● **Your objective**: Count the lines in the material below that contain the string "leggings" and give only that number.

# Extracted data start

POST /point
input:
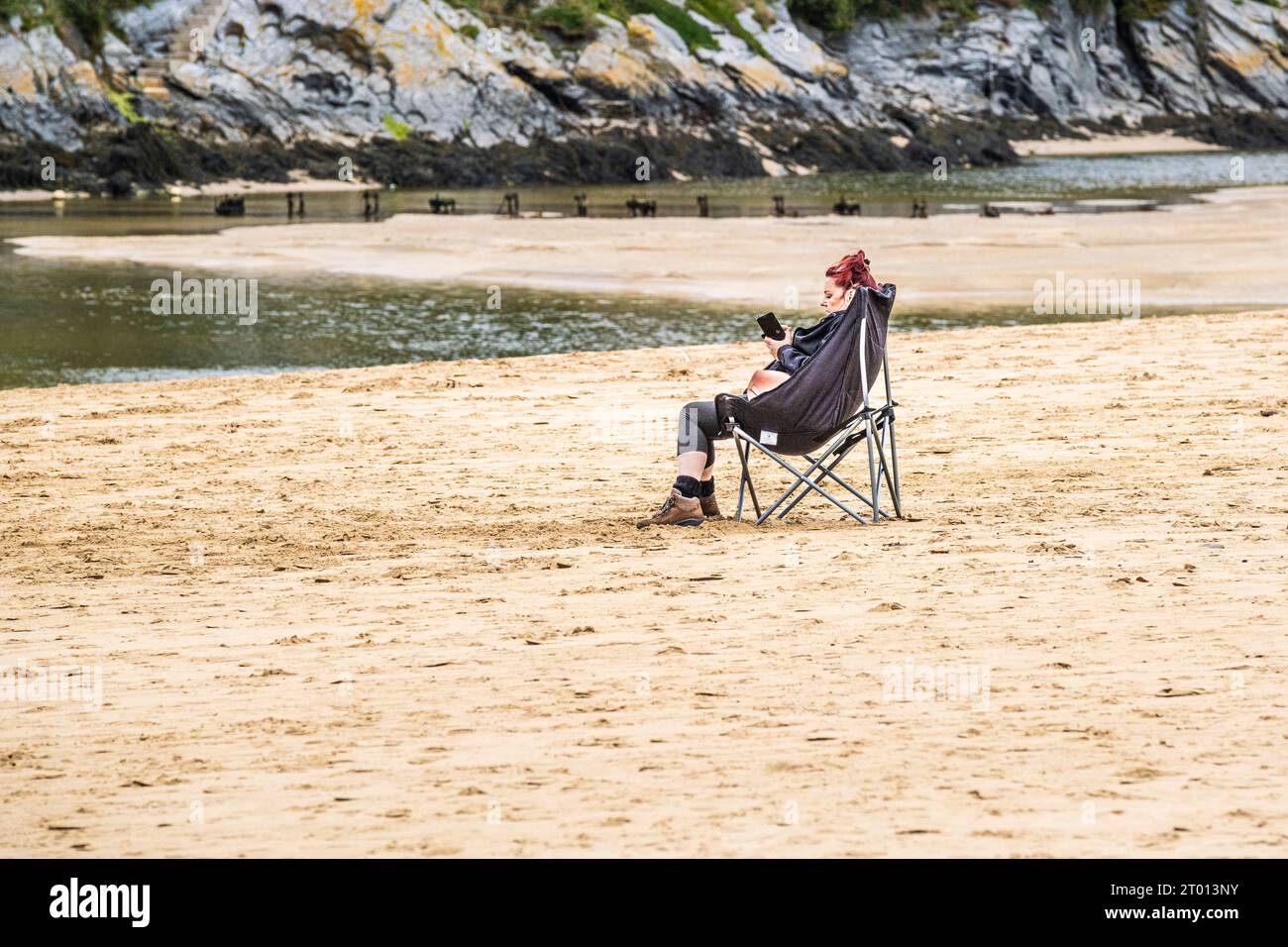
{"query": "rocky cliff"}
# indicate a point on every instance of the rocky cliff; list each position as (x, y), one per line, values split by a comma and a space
(426, 91)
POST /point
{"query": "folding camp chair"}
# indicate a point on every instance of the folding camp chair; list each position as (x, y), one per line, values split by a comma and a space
(822, 412)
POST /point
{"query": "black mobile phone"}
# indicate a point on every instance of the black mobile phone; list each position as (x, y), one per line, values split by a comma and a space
(771, 326)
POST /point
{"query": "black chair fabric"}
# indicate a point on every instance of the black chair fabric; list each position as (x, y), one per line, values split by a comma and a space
(807, 408)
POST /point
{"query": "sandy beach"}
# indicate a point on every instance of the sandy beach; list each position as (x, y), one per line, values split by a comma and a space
(404, 609)
(1228, 250)
(1102, 145)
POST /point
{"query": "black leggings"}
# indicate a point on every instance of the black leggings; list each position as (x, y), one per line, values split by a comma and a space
(699, 428)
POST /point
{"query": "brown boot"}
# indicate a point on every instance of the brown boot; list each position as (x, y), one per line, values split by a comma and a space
(709, 508)
(678, 510)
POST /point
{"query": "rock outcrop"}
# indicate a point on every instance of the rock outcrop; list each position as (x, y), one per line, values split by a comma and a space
(386, 77)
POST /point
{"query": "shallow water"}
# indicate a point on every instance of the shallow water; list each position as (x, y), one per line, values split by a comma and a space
(69, 321)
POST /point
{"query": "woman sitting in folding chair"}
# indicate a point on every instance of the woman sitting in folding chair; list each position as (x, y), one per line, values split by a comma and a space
(694, 492)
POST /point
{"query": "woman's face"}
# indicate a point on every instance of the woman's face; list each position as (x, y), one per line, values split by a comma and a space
(835, 299)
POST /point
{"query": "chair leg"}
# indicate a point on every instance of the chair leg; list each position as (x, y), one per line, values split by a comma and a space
(872, 472)
(743, 457)
(894, 468)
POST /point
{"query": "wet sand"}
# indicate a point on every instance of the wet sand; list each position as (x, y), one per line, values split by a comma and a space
(404, 609)
(1227, 252)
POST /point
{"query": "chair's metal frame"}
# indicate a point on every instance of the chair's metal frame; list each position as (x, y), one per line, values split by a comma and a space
(871, 424)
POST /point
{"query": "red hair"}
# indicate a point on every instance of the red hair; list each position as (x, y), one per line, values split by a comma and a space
(853, 270)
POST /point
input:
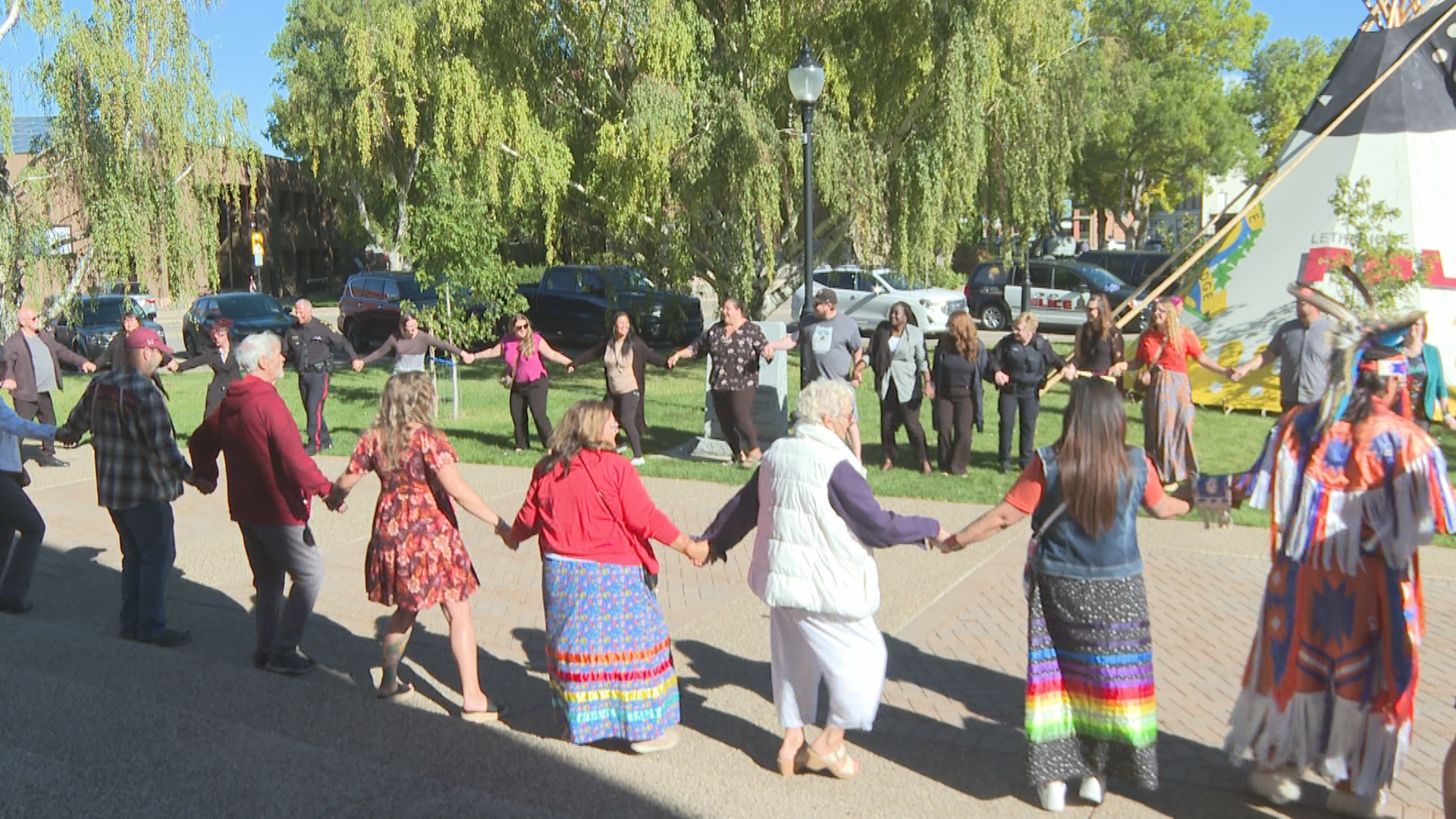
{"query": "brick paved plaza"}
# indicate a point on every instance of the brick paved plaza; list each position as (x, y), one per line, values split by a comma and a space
(948, 738)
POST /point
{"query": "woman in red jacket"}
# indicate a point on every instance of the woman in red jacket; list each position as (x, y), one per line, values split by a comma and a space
(607, 651)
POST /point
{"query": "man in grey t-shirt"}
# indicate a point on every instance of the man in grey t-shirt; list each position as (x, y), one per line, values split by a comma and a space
(832, 349)
(1302, 347)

# Extracted data end

● **The response**: 2